Top of SUPPLIED RECORDS

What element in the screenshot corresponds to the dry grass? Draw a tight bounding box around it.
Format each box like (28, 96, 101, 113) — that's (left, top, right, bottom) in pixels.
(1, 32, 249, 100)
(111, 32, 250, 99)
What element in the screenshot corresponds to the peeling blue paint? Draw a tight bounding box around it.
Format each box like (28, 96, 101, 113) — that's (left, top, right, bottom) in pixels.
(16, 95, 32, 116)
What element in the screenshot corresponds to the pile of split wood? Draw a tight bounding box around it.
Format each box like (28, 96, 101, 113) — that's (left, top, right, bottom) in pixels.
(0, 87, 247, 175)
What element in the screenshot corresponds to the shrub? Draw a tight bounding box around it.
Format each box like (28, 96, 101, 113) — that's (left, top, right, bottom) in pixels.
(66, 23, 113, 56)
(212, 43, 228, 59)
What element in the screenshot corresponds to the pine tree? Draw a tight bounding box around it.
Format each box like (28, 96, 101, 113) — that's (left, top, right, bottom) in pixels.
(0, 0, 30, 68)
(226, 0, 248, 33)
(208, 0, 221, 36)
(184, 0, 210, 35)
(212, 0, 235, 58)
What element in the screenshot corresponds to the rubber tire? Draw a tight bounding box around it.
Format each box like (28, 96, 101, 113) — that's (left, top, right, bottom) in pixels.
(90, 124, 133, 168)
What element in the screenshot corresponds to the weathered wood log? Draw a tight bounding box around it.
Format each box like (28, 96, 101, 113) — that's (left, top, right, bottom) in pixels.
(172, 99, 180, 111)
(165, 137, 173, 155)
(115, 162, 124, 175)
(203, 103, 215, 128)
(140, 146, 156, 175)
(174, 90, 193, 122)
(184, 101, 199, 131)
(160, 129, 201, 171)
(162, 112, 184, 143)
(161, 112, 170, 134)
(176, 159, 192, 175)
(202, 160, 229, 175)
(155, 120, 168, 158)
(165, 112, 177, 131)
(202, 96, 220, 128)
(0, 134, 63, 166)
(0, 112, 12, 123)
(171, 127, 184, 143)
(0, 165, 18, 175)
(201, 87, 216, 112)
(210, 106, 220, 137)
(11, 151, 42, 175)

Bottom of SUPPLIED RECORDS

> _TASK STATEMENT_
Mind each word and retype the entire listing above.

> _WRITTEN SOLUTION_
What element in the screenshot corresponds to the dry grass? Draw a tight bounding box around it.
Format each box like (28, 96, 101, 113) — that's (left, top, right, bottom) in pixels.
(1, 32, 249, 100)
(111, 32, 250, 99)
What element in the screenshot corresponds to the peeling blue paint? Draw a tight bounding box around it.
Format each box like (28, 96, 101, 113) — that's (left, top, right, bottom) in pixels.
(16, 95, 32, 116)
What element in the screenshot corresponds to the pile of split wood? Draw a tight bounding box around it.
Format each box like (28, 96, 101, 113) — that's (left, top, right, bottom) in pixels.
(0, 87, 247, 175)
What element in the screenshot corresponds to the shrub? Draw a tight bounding box around it.
Format each box like (28, 96, 101, 113) — that's (left, top, right, bottom) in pixels.
(66, 23, 113, 56)
(212, 43, 228, 59)
What element in the screenshot corresponds to the pine tree? Draw a tight bounding box around it.
Format each box like (28, 96, 101, 113) — that's (left, top, right, bottom) in pixels.
(0, 0, 30, 68)
(226, 0, 248, 33)
(208, 0, 221, 36)
(184, 0, 210, 35)
(212, 0, 235, 58)
What element in the screenshot corresponds to the rubber tire? Draw a tight bounding box around it.
Format each box like (28, 96, 101, 113) — that's (left, top, right, bottom) in pixels.
(90, 124, 133, 168)
What element in the screenshot corresponds to the weathered wood log? Draw a tight bounding box around it.
Format each box like (28, 96, 101, 113) — that's (left, top, right, bottom) in pixels.
(172, 99, 180, 111)
(165, 137, 173, 155)
(115, 162, 124, 175)
(203, 103, 215, 128)
(140, 146, 156, 175)
(174, 90, 193, 122)
(184, 101, 199, 131)
(160, 129, 201, 171)
(162, 112, 184, 143)
(161, 112, 170, 134)
(176, 159, 192, 175)
(202, 160, 229, 175)
(155, 120, 168, 158)
(165, 112, 177, 131)
(202, 96, 220, 128)
(0, 134, 63, 166)
(0, 112, 12, 123)
(171, 127, 184, 143)
(0, 165, 18, 175)
(201, 87, 216, 112)
(210, 106, 220, 137)
(11, 151, 42, 175)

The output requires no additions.